Aim of the task: Go through the records and report each line holding the string "foamy".
====== Records for this task
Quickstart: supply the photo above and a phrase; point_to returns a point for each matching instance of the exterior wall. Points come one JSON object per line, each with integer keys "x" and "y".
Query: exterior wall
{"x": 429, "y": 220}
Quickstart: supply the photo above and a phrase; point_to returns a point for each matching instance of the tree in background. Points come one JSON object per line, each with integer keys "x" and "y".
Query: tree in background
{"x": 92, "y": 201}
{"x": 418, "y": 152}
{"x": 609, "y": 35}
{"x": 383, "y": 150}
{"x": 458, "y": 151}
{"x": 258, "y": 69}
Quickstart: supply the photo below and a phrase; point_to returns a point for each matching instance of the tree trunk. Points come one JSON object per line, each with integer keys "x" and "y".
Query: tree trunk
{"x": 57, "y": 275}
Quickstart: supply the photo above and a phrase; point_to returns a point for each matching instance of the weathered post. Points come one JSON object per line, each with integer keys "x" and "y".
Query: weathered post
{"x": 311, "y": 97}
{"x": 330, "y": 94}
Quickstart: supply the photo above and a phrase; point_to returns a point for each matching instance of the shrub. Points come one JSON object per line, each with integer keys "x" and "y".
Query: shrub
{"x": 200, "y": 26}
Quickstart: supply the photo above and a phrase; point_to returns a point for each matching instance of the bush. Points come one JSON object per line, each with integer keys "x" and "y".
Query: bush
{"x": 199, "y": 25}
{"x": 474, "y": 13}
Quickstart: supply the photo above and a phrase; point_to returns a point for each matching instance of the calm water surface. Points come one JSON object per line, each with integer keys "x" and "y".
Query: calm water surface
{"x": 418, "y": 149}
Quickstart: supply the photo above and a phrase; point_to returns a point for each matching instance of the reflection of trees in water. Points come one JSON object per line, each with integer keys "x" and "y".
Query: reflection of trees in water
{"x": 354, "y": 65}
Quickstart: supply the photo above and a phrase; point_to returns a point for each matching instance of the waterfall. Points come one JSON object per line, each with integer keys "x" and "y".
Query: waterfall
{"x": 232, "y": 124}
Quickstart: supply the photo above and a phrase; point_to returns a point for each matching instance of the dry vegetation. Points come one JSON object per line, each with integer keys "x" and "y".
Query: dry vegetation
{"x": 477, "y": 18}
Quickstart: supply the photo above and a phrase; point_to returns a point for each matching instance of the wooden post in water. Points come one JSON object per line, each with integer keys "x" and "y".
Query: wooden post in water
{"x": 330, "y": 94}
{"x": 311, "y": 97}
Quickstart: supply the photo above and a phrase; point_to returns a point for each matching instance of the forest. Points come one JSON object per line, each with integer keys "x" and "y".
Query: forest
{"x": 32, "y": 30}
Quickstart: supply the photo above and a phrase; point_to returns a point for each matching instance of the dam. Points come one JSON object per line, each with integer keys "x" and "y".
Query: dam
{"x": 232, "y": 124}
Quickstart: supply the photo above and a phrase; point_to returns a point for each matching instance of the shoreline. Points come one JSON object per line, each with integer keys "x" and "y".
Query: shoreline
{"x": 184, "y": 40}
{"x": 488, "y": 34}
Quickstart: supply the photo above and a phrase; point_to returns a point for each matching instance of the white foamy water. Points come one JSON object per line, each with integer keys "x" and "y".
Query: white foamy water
============
Written response:
Quickstart: supply the photo above and a phrase; point_to returns a point for each matching instance of the white foamy water. Points come one JSON object per line, each with integer keys "x" and "y".
Query: white foamy water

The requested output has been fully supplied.